■ **EXERCISE DIRECTIONS**
Please copy exactly the lines that begin with the one containing "For the benchmark card, identify each instance of the dark" and end with the last line of the entries.

======== SUPPLIED DATA ========

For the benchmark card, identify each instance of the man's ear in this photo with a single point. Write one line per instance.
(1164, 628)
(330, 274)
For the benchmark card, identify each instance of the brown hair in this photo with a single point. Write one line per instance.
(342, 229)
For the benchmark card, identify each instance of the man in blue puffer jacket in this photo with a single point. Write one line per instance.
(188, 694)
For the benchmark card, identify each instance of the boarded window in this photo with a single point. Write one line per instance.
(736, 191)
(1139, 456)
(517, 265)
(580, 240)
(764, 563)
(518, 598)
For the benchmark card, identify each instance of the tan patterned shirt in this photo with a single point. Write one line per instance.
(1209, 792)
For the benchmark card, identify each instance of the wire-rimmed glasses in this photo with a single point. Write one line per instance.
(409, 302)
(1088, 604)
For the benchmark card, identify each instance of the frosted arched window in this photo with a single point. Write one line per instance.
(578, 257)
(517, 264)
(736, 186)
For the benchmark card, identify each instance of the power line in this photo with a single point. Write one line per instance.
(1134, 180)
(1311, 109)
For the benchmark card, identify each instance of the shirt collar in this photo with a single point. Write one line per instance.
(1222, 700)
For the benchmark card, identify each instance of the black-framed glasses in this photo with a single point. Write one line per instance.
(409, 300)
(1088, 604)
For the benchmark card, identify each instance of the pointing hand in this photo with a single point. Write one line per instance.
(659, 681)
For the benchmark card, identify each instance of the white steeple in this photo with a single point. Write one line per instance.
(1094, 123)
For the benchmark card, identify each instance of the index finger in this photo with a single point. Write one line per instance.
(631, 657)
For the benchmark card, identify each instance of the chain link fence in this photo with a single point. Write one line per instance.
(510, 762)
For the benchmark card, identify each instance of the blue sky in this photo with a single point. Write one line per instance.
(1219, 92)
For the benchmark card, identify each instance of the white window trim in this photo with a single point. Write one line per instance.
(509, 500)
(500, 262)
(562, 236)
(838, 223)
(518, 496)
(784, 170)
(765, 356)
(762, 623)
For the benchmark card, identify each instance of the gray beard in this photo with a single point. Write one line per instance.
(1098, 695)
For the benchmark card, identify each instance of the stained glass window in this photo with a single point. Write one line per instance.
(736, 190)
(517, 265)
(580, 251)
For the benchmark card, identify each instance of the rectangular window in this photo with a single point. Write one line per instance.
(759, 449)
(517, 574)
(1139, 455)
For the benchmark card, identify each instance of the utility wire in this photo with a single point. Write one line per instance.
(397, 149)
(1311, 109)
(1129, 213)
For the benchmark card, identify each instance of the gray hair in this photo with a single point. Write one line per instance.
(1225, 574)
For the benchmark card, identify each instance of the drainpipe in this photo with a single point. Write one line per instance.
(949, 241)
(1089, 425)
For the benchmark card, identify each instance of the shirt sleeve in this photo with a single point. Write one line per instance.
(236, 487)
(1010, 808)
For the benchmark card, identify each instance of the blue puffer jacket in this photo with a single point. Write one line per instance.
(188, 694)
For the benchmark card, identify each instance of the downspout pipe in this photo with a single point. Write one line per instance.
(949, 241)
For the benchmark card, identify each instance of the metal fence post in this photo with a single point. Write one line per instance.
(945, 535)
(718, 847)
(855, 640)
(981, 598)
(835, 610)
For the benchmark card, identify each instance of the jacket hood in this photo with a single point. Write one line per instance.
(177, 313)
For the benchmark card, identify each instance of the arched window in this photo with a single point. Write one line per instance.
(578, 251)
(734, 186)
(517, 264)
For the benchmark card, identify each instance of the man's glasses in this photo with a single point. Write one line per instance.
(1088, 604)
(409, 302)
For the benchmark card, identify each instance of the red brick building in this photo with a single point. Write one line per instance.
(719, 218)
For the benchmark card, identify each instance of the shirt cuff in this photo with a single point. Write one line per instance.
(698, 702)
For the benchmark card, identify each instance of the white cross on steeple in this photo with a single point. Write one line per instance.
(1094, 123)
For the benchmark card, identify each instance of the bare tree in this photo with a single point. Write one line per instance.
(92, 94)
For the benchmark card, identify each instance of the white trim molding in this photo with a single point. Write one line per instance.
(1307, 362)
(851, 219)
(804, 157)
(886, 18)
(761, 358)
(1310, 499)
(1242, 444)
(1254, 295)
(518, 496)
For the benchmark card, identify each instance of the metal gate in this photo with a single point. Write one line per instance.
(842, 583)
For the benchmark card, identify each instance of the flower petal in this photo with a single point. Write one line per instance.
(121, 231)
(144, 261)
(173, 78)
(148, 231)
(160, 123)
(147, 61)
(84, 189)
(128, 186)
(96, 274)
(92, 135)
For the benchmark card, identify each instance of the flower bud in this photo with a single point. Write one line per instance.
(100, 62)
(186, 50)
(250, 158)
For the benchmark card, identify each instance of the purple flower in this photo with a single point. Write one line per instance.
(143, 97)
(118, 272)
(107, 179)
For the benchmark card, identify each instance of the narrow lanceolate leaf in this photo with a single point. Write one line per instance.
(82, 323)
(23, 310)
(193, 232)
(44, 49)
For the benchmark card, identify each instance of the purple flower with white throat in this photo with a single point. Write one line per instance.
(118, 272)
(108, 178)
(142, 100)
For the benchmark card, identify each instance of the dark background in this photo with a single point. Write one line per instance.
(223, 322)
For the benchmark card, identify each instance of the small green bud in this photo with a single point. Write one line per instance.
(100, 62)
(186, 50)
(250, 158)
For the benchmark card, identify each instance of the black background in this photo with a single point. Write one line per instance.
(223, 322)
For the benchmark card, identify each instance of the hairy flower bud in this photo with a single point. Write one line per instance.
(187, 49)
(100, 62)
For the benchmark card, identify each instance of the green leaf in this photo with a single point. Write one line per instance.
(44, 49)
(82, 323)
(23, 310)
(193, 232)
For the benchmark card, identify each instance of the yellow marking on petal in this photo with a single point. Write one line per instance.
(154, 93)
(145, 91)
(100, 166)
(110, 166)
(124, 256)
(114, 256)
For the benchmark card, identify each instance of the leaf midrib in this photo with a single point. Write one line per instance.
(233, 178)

========

■ **ANSWER TO THE TASK**
For the benchmark card, identify each instance of the dark background in this photo with a single point. Write one line per instance.
(223, 322)
For the benchmark card, identify each instance of the small green bud in this photo with a single point. Write one line per instance.
(100, 62)
(186, 50)
(250, 158)
For the benchmark card, identify each instance of the black background in this photo with a single point. Write one line per instance.
(223, 322)
For the benchmark card, identify each instance of the hairy flower bud in this photo with a single point. Write one line per instance.
(187, 49)
(100, 62)
For the benchmark card, identify each instance of the green leaf in this photo with a single point. Write one line per instance.
(44, 49)
(82, 323)
(23, 310)
(193, 232)
For the benchmark card, identify each instance of the yellow marking on petal in this photo with a single point. Write one line per instance.
(154, 93)
(145, 91)
(100, 166)
(110, 166)
(124, 256)
(114, 256)
For the benchmark card, identify each instance of the leaf midrib in this photo with a single point. Write one line per instance.
(233, 178)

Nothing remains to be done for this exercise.